WORK REQUIRED » Could you quote the records word for word, starting at the line that contains "Which spot sits on each instance of the driveway" and ending at the line that contains "x=689 y=718"?
==============================
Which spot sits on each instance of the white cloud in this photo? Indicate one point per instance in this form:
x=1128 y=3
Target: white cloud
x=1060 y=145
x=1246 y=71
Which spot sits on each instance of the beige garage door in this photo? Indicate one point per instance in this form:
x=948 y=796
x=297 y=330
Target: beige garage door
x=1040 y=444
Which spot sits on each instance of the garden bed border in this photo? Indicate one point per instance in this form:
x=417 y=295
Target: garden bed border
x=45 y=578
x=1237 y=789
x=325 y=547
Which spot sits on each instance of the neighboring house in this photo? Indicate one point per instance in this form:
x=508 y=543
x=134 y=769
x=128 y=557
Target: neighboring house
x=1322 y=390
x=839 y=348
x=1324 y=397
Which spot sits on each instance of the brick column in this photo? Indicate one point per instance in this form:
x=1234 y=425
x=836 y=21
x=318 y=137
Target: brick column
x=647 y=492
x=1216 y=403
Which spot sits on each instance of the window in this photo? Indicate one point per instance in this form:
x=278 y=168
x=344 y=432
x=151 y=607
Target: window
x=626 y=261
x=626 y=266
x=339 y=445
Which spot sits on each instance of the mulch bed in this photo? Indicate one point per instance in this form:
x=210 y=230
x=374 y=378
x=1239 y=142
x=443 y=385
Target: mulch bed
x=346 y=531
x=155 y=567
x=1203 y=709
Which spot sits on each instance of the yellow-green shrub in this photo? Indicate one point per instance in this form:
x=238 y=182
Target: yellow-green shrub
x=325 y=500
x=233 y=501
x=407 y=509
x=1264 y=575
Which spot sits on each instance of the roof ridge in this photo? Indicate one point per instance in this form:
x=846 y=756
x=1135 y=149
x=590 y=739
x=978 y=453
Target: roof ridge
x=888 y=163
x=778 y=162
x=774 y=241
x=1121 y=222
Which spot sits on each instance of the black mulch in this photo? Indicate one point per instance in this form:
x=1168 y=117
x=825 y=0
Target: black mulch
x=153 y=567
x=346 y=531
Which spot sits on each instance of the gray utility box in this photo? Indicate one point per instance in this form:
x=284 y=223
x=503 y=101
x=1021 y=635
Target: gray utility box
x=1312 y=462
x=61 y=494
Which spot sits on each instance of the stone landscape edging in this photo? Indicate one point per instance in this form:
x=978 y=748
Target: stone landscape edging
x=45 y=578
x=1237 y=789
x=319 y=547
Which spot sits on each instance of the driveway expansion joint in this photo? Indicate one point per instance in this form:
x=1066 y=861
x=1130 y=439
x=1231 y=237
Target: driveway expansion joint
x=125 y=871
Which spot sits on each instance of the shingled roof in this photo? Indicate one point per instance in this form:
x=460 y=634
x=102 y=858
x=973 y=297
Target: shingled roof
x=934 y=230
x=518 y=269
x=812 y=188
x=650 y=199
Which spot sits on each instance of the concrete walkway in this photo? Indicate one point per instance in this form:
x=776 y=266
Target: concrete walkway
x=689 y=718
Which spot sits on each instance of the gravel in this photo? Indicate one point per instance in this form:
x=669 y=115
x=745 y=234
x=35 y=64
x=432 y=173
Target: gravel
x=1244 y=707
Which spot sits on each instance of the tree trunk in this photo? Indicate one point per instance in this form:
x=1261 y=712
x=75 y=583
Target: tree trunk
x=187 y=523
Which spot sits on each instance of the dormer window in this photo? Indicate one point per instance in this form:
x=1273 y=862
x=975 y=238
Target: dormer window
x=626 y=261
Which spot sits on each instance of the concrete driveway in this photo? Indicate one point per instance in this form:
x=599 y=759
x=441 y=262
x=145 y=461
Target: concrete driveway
==============================
SOLVED EXERCISE »
Which spot sits on each instance of the driveway expansion joint in this photo? Indicate one point per instance in this form:
x=1066 y=861
x=1130 y=439
x=1231 y=237
Target: driveway expansion joint
x=125 y=871
Which spot sits on each instance of the shingled roof in this photo? Indicate one point per instance in this form:
x=460 y=634
x=102 y=858
x=973 y=297
Target: shingled roof
x=934 y=230
x=518 y=269
x=812 y=188
x=650 y=199
Which spot sits on each instance of the concrete walkway in this photo? Indicate one point per instance in this form:
x=776 y=266
Target: concrete walkway
x=689 y=718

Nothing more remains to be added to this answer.